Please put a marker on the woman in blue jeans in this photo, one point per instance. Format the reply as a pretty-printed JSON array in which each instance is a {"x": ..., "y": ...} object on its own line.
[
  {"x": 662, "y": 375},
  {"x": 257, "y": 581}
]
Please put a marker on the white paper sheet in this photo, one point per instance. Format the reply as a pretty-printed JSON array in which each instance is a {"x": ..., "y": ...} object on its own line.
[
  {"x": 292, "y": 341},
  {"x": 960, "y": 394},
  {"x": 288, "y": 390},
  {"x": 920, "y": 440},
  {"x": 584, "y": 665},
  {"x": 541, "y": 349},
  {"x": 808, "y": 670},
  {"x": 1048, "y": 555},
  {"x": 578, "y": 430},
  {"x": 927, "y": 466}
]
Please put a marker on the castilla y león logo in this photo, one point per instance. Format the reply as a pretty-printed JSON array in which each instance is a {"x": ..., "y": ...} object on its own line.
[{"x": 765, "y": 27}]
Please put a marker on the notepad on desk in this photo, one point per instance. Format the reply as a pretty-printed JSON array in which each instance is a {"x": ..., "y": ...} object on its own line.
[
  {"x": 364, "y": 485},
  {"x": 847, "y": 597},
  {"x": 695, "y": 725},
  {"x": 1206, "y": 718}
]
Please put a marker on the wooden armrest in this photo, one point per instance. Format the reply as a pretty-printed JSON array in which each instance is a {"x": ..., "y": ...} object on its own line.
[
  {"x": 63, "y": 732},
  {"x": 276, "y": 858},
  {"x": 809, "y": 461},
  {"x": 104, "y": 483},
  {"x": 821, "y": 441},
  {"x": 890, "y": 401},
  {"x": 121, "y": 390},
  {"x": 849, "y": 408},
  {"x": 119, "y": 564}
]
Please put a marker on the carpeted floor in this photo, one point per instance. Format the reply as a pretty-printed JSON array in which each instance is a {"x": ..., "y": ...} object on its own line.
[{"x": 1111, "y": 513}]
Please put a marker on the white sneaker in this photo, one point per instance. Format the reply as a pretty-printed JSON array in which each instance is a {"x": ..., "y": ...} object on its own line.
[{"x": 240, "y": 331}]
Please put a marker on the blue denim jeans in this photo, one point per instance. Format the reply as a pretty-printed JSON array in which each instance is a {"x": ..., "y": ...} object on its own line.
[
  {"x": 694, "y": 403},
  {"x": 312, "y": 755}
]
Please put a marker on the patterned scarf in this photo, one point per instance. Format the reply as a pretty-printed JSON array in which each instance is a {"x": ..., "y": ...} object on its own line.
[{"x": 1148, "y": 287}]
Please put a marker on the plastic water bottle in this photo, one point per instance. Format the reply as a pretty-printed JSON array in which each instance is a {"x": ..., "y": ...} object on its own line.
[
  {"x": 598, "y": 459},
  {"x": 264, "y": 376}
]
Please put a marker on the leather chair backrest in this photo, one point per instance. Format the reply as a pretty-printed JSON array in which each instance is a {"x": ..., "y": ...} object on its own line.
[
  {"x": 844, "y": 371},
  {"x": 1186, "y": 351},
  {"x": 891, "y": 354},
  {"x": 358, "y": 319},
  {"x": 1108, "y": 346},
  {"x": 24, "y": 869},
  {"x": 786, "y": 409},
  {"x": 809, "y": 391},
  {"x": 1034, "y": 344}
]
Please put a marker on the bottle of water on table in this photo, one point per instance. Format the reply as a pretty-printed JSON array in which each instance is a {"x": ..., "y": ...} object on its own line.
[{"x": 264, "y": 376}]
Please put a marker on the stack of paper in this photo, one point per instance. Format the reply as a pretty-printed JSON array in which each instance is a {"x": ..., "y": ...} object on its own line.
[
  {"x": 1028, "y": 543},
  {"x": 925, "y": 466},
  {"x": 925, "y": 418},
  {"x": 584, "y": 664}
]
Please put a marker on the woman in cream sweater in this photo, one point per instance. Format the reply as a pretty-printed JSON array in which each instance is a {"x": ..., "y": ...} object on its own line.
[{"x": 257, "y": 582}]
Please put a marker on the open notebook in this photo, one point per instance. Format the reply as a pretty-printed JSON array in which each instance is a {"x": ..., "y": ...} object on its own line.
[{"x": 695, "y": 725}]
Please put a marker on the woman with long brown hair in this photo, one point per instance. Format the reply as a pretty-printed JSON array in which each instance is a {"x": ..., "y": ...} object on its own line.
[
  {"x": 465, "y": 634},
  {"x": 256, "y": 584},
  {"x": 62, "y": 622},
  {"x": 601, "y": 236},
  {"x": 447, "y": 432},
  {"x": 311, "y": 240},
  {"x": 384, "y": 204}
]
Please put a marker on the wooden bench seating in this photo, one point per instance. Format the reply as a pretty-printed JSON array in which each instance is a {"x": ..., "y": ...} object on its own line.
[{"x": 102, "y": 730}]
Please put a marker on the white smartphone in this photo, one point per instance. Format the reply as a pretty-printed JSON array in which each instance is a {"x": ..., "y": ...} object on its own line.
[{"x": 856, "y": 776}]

━━━━━━━━━━━━━━━━━━━━━━━━━━━━━━

▸ What is expected
Give back the material exactly as it is shown above.

▸ The completed task
Please put a marker on the woman in blue jeans in this photo, one point per instance. Format the reply as a pretty-printed JSON array in which each instance is a {"x": ..., "y": ...} object on its own line.
[
  {"x": 662, "y": 375},
  {"x": 257, "y": 581}
]
Please put a marker on the white paper sheet in this photo, one point per instance. Format the reply as a pretty-printed JSON array in which each instance is a {"x": ..., "y": ...} object on its own line.
[
  {"x": 292, "y": 341},
  {"x": 960, "y": 394},
  {"x": 288, "y": 390},
  {"x": 920, "y": 440},
  {"x": 584, "y": 665},
  {"x": 541, "y": 349},
  {"x": 808, "y": 670},
  {"x": 1048, "y": 555},
  {"x": 578, "y": 430},
  {"x": 927, "y": 466}
]
Please put a marker on the castilla y león logo in this photo, one point per instance. Format the reply as a pretty-printed JSON array in which each instance is a {"x": ..., "y": ...} object on its own line.
[{"x": 765, "y": 27}]
Please put a marker on the notepad on desk in this photo, one point per instance. Format the reply as a pretty-printed JSON array in which each instance is a {"x": ..., "y": ...} object on its own line.
[
  {"x": 364, "y": 485},
  {"x": 847, "y": 597},
  {"x": 695, "y": 725},
  {"x": 1206, "y": 718}
]
Please put a marker on the wooden armrest in this photo, one point per instance. Format the reply as a pretty-printed JSON array in which each instance is a {"x": ..., "y": ...} object on its own line.
[
  {"x": 63, "y": 732},
  {"x": 276, "y": 858},
  {"x": 809, "y": 461},
  {"x": 104, "y": 483},
  {"x": 821, "y": 441},
  {"x": 890, "y": 401},
  {"x": 121, "y": 390},
  {"x": 849, "y": 408},
  {"x": 119, "y": 564}
]
Please put a marker on the carpeted floor in this photo, one point per instance. Format the reply as a pretty-printed JSON array in which each instance is a {"x": ..., "y": ...} object on its own line.
[{"x": 1111, "y": 513}]
Please put a marker on the white sneaker in this photo, one point per instance. Format the reply as a pretty-printed JSON array in which each instance is a {"x": ..., "y": ...} object on its own line.
[{"x": 240, "y": 331}]
Please put a marker on the blue denim jeans in this photo, one point per instance. Format the reply as a pretty-printed JSON array in which each instance is a {"x": ..., "y": ...} object on its own line.
[
  {"x": 694, "y": 403},
  {"x": 312, "y": 755}
]
Please put a marker on the patterned scarf in this photo, one point per instance. Format the reply as a pretty-printed JSON array in which each instance is a {"x": ..., "y": ...} object on its own line.
[{"x": 1148, "y": 287}]
Please put a marker on the plastic water bottle in this photo, one point per instance. Format the reply as a pretty-printed JSON array in which each instance is a {"x": ..., "y": ...} object on its own line.
[
  {"x": 598, "y": 459},
  {"x": 264, "y": 376}
]
Please put a marker on the leather chair backrest in this photo, one point per instance. Format the reply as a pretty-printed JSON array in which each instance is a {"x": ..., "y": ...} object on its own line.
[
  {"x": 844, "y": 371},
  {"x": 1186, "y": 351},
  {"x": 891, "y": 354},
  {"x": 358, "y": 319},
  {"x": 1108, "y": 346},
  {"x": 24, "y": 869},
  {"x": 786, "y": 409},
  {"x": 809, "y": 391},
  {"x": 1034, "y": 344}
]
Please put a marker on the bottle of water on table in this photo, one point per instance. Format the reply as a pretty-printed JSON array in which each instance is a {"x": ..., "y": ...} object on its own line.
[{"x": 264, "y": 376}]
Please put a marker on the stack of paper in this photo, one point per instance. Format the reply as a pretty-printed JSON array in which each instance is a {"x": ..., "y": ...} object on its own line.
[
  {"x": 1028, "y": 543},
  {"x": 925, "y": 466},
  {"x": 925, "y": 418},
  {"x": 584, "y": 664}
]
Please put a marker on the woman in cream sweater in this photo, one point per instance. Format the reply as a pretty-printed JSON array in which each instance is a {"x": ..., "y": ...} object on its own line.
[{"x": 257, "y": 582}]
Please put a marker on the open notebook in this photo, one point per instance. Format the reply as a pretty-printed JSON array in which each instance is a {"x": ..., "y": ...} object on its own line.
[{"x": 695, "y": 725}]
Please put a marker on the woman with long brown hair in this photo, one point per instance. Format the reply as a pretty-printed JSON array in which each instance is a {"x": ..., "y": ...} object on its own line.
[
  {"x": 465, "y": 634},
  {"x": 256, "y": 584},
  {"x": 62, "y": 622},
  {"x": 601, "y": 236},
  {"x": 447, "y": 432},
  {"x": 311, "y": 240},
  {"x": 384, "y": 204}
]
Please put a marker on the wooden bench seating in this photo, one point per instance. Format the reply as a pretty-printed JSON array in which each instance is a {"x": ..., "y": ...} object on its own line.
[{"x": 102, "y": 730}]
Please put a marker on the white smartphone in this photo, one point per instance. Format the reply as a pretty-printed JSON array in which each instance is a {"x": ..., "y": ...} object on its own line.
[{"x": 856, "y": 776}]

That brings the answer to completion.